Set exercise ::
Return every line of the data below without any change, but leave the pictures out.

________________________

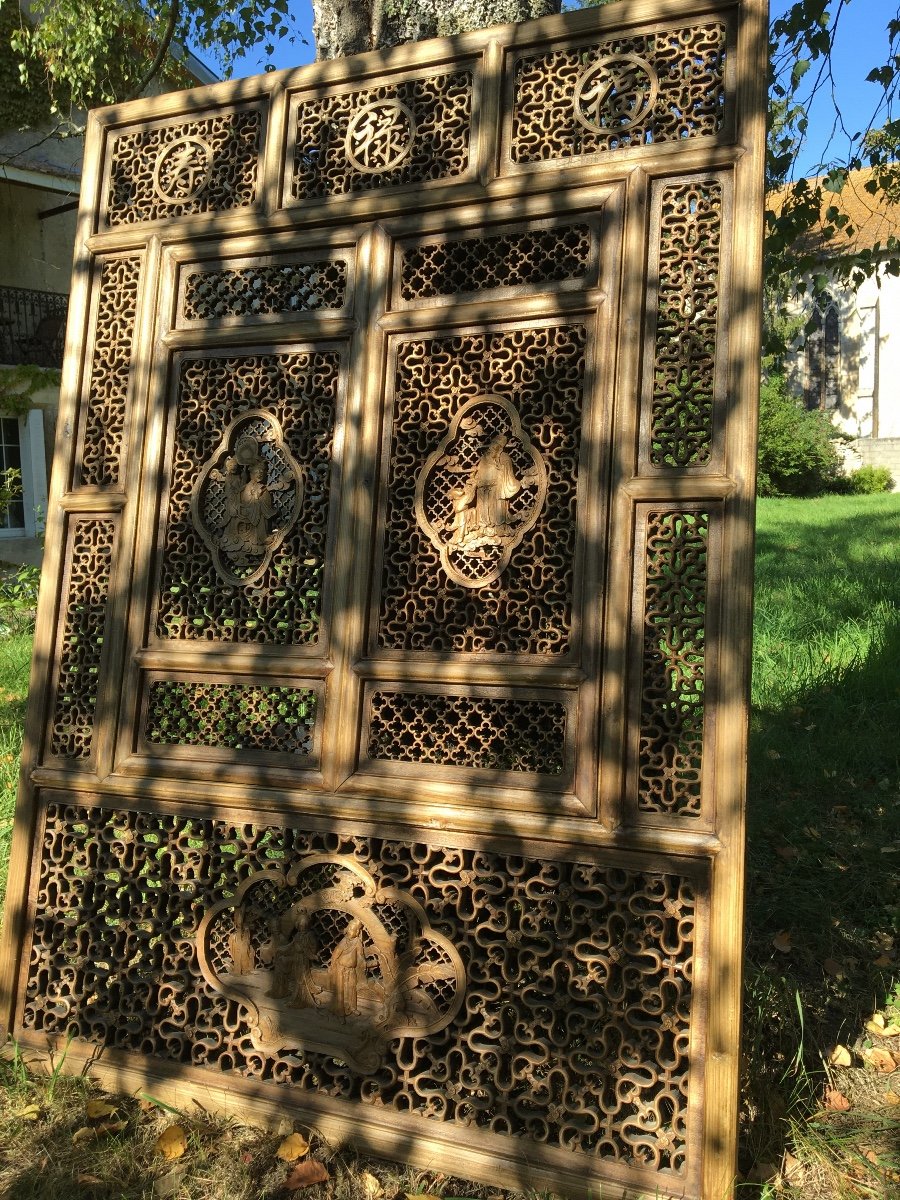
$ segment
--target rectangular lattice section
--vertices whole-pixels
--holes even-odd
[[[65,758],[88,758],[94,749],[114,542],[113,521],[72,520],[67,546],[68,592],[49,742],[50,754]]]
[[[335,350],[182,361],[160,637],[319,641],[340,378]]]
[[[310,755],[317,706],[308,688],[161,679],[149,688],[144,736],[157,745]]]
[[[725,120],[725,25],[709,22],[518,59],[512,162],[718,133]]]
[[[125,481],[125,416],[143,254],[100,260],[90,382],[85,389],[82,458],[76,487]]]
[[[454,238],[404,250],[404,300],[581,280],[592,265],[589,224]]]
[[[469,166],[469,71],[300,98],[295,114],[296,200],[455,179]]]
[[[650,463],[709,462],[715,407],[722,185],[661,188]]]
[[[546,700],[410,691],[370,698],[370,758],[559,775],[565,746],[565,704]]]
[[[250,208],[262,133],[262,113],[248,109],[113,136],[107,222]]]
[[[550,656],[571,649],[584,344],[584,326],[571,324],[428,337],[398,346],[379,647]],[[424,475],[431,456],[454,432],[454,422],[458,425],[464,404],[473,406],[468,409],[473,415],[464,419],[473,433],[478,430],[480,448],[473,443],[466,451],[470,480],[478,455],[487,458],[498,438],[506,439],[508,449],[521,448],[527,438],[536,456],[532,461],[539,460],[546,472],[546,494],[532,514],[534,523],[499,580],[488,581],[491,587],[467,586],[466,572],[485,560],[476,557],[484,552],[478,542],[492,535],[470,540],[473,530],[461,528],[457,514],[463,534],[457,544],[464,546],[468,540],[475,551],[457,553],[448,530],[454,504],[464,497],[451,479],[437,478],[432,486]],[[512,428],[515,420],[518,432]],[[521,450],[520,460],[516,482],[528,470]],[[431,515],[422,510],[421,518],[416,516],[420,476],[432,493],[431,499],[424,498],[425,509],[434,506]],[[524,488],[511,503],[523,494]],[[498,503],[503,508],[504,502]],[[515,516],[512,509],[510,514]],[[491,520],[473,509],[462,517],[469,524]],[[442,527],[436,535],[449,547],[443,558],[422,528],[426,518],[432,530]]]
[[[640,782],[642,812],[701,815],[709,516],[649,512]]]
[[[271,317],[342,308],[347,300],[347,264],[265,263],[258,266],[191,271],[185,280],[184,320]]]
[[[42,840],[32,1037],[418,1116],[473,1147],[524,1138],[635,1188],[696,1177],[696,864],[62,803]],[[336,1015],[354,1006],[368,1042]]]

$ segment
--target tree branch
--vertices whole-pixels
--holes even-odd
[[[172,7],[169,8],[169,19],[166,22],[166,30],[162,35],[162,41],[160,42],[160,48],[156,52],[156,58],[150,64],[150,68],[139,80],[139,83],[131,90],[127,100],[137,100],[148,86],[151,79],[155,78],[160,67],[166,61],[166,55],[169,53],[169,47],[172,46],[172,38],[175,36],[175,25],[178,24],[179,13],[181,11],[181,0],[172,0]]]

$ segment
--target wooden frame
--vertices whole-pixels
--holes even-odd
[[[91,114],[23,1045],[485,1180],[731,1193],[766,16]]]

________________________

Full answer ::
$ segment
--target rectangular lattice section
--vertices whole-pixels
--holes even-odd
[[[65,758],[88,758],[94,749],[114,542],[113,521],[72,520],[67,546],[68,592],[49,742],[50,754]]]
[[[335,350],[182,361],[160,637],[319,641],[340,378]]]
[[[310,755],[317,706],[308,688],[161,679],[149,688],[144,736],[157,745]]]
[[[725,120],[725,25],[709,22],[518,59],[512,162],[718,133]]]
[[[125,481],[125,416],[143,254],[100,260],[90,382],[85,389],[82,458],[76,487]]]
[[[454,238],[404,250],[404,300],[581,280],[592,265],[589,224]]]
[[[469,166],[469,71],[300,98],[295,114],[296,200],[455,179]]]
[[[650,463],[709,462],[715,407],[722,185],[661,188]]]
[[[546,700],[410,691],[370,698],[370,758],[559,775],[565,746],[565,704]]]
[[[250,208],[262,133],[262,113],[248,109],[113,136],[107,222]]]
[[[550,656],[571,649],[584,344],[584,326],[571,324],[428,337],[398,346],[379,647]],[[424,475],[431,456],[454,432],[454,422],[458,425],[464,404],[473,406],[468,409],[473,415],[464,419],[473,433],[478,430],[480,448],[473,443],[466,451],[470,480],[478,455],[487,458],[498,438],[506,439],[508,449],[521,448],[527,438],[536,456],[532,461],[539,460],[546,472],[546,494],[532,514],[534,523],[499,580],[488,581],[491,587],[467,586],[466,572],[485,560],[476,557],[484,552],[478,542],[492,535],[470,540],[473,530],[461,528],[457,514],[463,534],[457,544],[464,546],[468,540],[475,551],[457,553],[448,530],[454,504],[464,497],[451,479],[437,478],[432,486]],[[512,428],[515,420],[518,432]],[[521,450],[520,460],[516,482],[528,470]],[[431,515],[422,510],[421,518],[416,516],[420,476],[432,493],[431,499],[424,498],[425,509],[434,506]],[[524,488],[511,503],[523,494]],[[498,503],[503,508],[504,502]],[[515,516],[512,509],[510,514]],[[491,520],[473,509],[462,517],[469,524]],[[442,527],[436,535],[449,547],[443,558],[422,528],[426,518],[432,530]]]
[[[640,782],[642,812],[701,815],[709,516],[649,512]]]
[[[271,317],[342,308],[347,300],[347,264],[265,263],[258,266],[191,271],[185,280],[184,320]]]
[[[42,840],[32,1037],[418,1116],[473,1147],[524,1138],[635,1188],[696,1177],[696,864],[62,803]],[[336,1015],[354,1006],[368,1042]]]

$ segment
--target tree branch
--vertices whole-pixels
--holes even-odd
[[[172,7],[169,8],[169,19],[166,22],[166,30],[162,35],[162,41],[160,42],[160,48],[156,52],[156,58],[150,64],[150,68],[139,80],[139,83],[131,90],[127,100],[137,100],[148,86],[151,79],[155,78],[160,67],[166,61],[166,55],[169,53],[169,47],[172,46],[172,38],[175,36],[175,25],[178,24],[179,13],[181,11],[181,0],[172,0]]]

$ segment
--target wooden frame
--vertices whole-pixels
--holes even-odd
[[[91,114],[23,1045],[485,1180],[731,1193],[766,16]]]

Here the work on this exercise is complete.